STATED PROBLEM: In the article about the Muscogee Freedmen citizenship trial, which group are the plaintiffs Rhonda Grayson and Jeff Kennedy part of?

Freedmen descendants and supporters gather outside Muscogee Nation District Court on Thursday.
Muscogee Creek Indian Freedmen Band -Black Creeks
Freedmen descendants and supporters gather outside Muscogee Nation District Court last year.

The fate of the citizenship of two descendants of Muscogee Freedmen, the people formerly enslaved by the tribal nation, is now in a Muscogee Nation’s judge’s hands.

Two Freedmen Descendants got their first day in Muscogee Nation Court earlier this week. Rhonda Grayson and Jeff Kennedy appeared with their legal team, which included Damario Solomon Simmons, over the course of a two-day trial. Both plaintiffs are seeking citizenship into the tribal nation nearly three years after filing their case.

After the first day of trial concluded, about a dozen supporters waited for Grayson and Kennedy to exit the courtroom.

"Justice for Black Creeks!" shouted supporters as the plaintiffs and their legal team exited the building.

Both Grayson and Kennedy are part of a group called the Muscogee Creek Indian Freedmen Band, which is working to get citizenship for all Muscogee Freedmen descendants.

RECORD LIST:
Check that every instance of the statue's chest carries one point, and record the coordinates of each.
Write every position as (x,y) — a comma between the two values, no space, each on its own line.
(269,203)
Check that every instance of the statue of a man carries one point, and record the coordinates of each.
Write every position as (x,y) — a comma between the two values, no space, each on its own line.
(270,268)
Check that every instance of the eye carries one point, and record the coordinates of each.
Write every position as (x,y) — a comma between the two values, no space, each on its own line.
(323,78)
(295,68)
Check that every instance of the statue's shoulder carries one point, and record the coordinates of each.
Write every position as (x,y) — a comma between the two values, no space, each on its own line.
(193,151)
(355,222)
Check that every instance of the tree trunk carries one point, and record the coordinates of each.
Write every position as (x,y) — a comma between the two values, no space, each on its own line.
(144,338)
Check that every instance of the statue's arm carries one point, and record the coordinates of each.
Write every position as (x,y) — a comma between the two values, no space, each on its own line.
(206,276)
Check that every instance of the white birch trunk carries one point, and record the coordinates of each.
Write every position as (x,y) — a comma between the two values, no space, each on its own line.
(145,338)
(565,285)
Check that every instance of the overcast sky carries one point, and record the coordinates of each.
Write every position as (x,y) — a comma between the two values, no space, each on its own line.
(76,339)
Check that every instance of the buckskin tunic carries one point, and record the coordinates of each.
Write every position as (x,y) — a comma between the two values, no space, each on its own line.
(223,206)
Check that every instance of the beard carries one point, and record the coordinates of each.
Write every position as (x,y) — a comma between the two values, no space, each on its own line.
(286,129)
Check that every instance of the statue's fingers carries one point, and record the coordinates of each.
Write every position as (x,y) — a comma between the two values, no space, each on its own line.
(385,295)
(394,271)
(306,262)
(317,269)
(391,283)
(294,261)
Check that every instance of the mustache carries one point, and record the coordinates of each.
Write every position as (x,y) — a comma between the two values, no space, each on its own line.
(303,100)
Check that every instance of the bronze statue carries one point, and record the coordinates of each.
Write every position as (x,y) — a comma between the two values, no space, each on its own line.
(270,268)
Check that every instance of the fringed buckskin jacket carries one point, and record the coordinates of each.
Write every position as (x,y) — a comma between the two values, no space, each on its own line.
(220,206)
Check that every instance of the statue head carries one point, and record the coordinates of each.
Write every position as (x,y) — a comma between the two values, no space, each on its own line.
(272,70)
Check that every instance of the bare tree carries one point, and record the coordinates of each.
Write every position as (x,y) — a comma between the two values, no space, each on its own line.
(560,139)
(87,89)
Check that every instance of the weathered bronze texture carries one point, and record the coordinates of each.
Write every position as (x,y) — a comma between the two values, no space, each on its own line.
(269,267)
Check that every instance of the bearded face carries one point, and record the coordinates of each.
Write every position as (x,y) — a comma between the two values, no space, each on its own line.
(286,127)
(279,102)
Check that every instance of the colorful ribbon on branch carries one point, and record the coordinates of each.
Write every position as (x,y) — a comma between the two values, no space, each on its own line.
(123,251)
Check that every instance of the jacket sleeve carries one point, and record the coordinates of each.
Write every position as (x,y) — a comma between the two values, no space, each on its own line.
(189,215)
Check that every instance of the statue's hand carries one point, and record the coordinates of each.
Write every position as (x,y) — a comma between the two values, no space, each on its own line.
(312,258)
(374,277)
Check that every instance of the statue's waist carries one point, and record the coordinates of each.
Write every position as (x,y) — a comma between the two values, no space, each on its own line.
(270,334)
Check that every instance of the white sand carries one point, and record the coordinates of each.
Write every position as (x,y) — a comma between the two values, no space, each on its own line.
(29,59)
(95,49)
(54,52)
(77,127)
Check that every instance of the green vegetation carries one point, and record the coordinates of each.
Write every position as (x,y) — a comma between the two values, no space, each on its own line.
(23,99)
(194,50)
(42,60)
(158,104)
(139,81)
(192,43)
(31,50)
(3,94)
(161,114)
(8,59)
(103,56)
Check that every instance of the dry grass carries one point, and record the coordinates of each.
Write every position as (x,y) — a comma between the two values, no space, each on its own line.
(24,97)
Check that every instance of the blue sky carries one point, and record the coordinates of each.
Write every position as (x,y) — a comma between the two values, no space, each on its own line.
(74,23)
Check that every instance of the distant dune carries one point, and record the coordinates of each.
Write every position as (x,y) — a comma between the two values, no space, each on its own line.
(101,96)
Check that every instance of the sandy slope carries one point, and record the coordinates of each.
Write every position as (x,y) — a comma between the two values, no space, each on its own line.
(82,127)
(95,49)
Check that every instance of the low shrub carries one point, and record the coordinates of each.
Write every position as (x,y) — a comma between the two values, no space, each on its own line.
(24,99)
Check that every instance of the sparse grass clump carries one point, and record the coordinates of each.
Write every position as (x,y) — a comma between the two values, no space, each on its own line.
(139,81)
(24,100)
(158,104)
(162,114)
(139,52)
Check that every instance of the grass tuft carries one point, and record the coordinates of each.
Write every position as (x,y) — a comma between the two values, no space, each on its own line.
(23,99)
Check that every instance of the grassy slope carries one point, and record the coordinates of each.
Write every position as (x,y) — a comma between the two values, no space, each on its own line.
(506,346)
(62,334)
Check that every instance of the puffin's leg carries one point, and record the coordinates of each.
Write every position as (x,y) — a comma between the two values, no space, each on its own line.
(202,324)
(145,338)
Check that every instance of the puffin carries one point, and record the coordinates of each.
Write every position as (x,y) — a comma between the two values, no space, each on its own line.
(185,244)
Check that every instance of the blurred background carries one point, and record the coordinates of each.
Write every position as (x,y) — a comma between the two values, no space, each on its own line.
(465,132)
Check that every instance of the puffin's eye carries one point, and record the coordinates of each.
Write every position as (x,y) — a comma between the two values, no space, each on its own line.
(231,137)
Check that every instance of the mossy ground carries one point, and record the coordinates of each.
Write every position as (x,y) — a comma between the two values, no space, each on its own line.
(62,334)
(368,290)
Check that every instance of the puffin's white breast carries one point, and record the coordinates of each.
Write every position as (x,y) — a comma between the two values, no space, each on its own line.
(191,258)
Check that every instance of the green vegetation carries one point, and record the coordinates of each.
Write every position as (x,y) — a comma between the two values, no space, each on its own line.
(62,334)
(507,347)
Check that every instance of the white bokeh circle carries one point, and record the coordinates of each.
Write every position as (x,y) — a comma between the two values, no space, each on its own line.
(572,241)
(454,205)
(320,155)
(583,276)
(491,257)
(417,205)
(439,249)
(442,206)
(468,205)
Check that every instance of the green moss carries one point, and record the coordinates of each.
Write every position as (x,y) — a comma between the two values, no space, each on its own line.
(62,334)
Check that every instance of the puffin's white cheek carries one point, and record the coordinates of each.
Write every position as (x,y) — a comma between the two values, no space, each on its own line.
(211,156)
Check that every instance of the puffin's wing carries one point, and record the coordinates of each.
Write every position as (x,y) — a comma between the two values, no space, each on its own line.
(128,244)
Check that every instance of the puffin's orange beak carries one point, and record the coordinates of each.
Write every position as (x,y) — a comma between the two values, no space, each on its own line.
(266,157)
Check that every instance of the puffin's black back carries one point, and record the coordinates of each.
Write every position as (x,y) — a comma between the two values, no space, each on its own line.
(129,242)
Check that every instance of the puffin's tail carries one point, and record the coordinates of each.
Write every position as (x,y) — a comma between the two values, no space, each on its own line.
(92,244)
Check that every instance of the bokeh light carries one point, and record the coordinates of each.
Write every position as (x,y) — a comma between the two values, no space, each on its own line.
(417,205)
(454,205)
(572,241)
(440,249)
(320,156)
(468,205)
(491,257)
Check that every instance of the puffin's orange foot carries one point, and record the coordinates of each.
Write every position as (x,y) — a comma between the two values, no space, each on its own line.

EXERCISE OUTPUT: The Muscogee Creek Indian Freedmen Band.